**** Dataset rows ****
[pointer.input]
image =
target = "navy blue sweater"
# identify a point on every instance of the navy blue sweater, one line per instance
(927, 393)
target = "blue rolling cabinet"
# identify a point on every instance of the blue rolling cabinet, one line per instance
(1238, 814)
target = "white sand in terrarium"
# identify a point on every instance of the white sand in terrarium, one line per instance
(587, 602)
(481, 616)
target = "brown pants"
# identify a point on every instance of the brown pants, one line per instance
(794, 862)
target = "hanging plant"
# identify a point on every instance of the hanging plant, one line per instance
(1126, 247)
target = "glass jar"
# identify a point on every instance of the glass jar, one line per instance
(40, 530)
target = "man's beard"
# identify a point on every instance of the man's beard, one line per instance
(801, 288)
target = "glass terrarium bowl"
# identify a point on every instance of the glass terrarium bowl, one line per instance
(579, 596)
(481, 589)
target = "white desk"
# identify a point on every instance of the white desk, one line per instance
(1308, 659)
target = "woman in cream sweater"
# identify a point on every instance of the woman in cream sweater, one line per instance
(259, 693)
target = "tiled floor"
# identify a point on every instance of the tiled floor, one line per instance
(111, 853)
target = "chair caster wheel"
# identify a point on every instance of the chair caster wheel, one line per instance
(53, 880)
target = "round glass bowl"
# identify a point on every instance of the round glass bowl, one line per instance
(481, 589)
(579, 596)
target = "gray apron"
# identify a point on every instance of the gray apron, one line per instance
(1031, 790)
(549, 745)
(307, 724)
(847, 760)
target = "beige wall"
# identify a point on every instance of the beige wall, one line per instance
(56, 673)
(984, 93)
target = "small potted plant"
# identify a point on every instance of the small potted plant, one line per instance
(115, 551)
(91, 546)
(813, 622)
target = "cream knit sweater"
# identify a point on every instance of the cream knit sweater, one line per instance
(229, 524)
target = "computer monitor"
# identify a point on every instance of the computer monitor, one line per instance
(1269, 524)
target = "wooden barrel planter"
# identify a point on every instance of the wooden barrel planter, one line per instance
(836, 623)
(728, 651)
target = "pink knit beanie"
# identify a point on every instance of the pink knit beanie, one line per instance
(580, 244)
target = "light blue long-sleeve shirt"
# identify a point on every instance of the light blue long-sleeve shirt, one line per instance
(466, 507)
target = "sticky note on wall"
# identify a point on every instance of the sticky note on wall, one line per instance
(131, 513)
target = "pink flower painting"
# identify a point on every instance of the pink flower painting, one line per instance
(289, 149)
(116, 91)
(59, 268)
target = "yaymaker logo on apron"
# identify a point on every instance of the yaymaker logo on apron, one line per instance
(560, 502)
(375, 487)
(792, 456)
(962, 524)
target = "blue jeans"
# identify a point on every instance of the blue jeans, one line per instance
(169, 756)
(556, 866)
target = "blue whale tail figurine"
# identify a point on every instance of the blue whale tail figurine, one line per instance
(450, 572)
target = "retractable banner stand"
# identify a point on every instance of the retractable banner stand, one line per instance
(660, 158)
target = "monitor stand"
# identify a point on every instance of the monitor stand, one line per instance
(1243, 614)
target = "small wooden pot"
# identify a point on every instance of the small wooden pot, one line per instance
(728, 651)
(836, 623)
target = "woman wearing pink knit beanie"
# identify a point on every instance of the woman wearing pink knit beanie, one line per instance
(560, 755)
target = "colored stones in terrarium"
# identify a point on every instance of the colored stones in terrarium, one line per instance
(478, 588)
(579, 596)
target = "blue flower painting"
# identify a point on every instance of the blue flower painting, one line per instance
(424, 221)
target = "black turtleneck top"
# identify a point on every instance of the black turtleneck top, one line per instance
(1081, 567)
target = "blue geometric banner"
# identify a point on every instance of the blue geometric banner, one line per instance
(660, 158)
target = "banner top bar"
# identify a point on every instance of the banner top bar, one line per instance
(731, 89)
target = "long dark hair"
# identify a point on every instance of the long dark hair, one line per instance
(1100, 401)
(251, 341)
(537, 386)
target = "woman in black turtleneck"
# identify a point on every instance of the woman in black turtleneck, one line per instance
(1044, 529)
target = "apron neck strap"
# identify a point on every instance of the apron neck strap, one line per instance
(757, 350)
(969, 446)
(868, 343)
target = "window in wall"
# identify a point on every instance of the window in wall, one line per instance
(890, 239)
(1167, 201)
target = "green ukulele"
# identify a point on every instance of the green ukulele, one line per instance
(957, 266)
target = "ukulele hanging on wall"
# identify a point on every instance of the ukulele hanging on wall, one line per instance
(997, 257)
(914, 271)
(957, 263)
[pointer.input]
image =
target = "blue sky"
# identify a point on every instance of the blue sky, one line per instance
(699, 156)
****
The exercise: All of the entries need to be reproduced exactly; please write them out.

Result of the task:
[pointer.input]
image =
target = "navy blue sweater"
# identify a point on every instance of the navy blue sweater, one line per instance
(927, 393)
target = "blue rolling cabinet"
# identify a point on every instance of the blue rolling cabinet, one line per instance
(1238, 814)
target = "white sand in terrarium"
# identify a point on every instance of the white sand in terrarium, one line per instance
(587, 602)
(481, 616)
target = "brown pants"
# identify a point on every instance of the brown pants, one line per instance
(794, 862)
target = "hanging plant"
# identify a point on every instance of the hanging plant, one line per instance
(1126, 247)
target = "glass jar"
# identify a point on every instance of the glass jar, one line per instance
(40, 530)
target = "man's beard"
# identify a point on every instance of the man's beard, one line per instance
(801, 288)
target = "glass terrarium bowl"
# identify a point on every instance of the glass terrarium bowl, one line per instance
(579, 596)
(481, 589)
target = "white desk"
# identify a point on every instance of the white desk, one line per instance
(1308, 659)
target = "woman in cream sweater"
# identify a point on every instance of the woman in cream sweater, one line per instance
(259, 693)
target = "tiled floor"
# identify a point on every instance of the tiled floor, one line per instance
(111, 853)
target = "chair caster wheel"
# identify a point on every instance of the chair caster wheel, one line per instance
(53, 880)
target = "round glass bowl"
# identify a point on every instance of the round glass bowl, one line per instance
(481, 589)
(579, 596)
target = "gray apron"
# identify a point on every instance of the gray apron, one line per instance
(1031, 790)
(549, 745)
(307, 724)
(847, 760)
target = "beige wall"
# identify a point on every instance of the beige wall, one line per instance
(56, 673)
(984, 93)
target = "small potted plant"
# identify a point on every instance of the small potted plant, one line per instance
(115, 551)
(91, 546)
(813, 622)
target = "cream knit sweater"
# identify a point on every instance of the cream knit sweater, one line per instance
(229, 524)
target = "computer monitor"
# identify a point on every instance of the computer monitor, one line per instance
(1269, 524)
target = "wooden barrel planter"
# identify a point on every instance of the wooden barrel planter, one line per instance
(836, 623)
(728, 651)
target = "pink knit beanie"
# identify a point on every instance of the pink knit beanie, one line per instance
(580, 244)
target = "light blue long-sleeve shirt"
# identify a point on every instance of the light blue long-sleeve shirt, one line per instance
(466, 507)
target = "sticky note on wall"
# identify a point on every instance of the sticky note on wall, one line per instance
(131, 513)
target = "pink flower painting"
# identify a point on every instance of the pink flower painting, one line per instance
(289, 149)
(116, 91)
(59, 268)
target = "yaymaker logo on apron"
# identify a point on every instance of the yaymaker logo on apron, one line per instance
(560, 502)
(375, 487)
(792, 456)
(962, 524)
target = "blue jeans"
# identify a point on every instance of the blue jeans, one line per instance
(169, 756)
(556, 866)
target = "blue whale tail figurine"
# identify a point on every instance of the blue whale tail figurine, one line per instance
(450, 572)
target = "retractable banner stand"
# identify a point on every instance of the retractable banner stand, one line per instance
(660, 158)
target = "monitor stand"
# identify a point on every instance of the monitor stand, one line per instance
(1243, 614)
target = "small wooden pot"
# identify a point on every instance of the small wooden pot, one line per instance
(728, 651)
(836, 623)
target = "woman wearing pink knit beanie"
# identify a point on every instance of the woman wearing pink knit beanie, one line per instance
(560, 755)
target = "colored stones in terrarium"
# identify a point on every instance of the colored stones in terrarium, one line per instance
(478, 588)
(579, 596)
target = "blue flower painting"
# identify a point on every instance of the blue flower painting, one line per instance
(424, 221)
target = "black turtleneck top"
# identify a point on every instance of the black turtleneck top, one line per instance
(1081, 567)
target = "blue geometric banner"
# identify a point on every instance of the blue geometric banner, one line per instance
(660, 158)
target = "banner top bar"
# identify a point on every instance of the banner top bar, one line per instance
(731, 89)
target = "long dark hair"
# identify a point on every instance of the long dark hair, one line per instance
(1100, 401)
(251, 341)
(537, 386)
target = "woman in black turtleneck"
# identify a point on every instance of the woman in black turtleneck, one line per instance
(1044, 529)
target = "apron neck strap"
# identify a point on every instance of the apron neck strap, one line per instance
(757, 350)
(969, 446)
(868, 343)
target = "window in wall"
# identify a point on every instance of the window in wall, one line per instance
(890, 239)
(1167, 201)
target = "green ukulele"
# identify a point on every instance of the green ukulele, one line per instance
(957, 266)
target = "ukulele hanging on wall"
# identify a point on every instance of the ukulele hanging on wall, one line per instance
(997, 257)
(914, 271)
(957, 263)
[pointer.input]
image =
target = "blue sky"
# identify a point on every instance of the blue sky, one line per instance
(699, 156)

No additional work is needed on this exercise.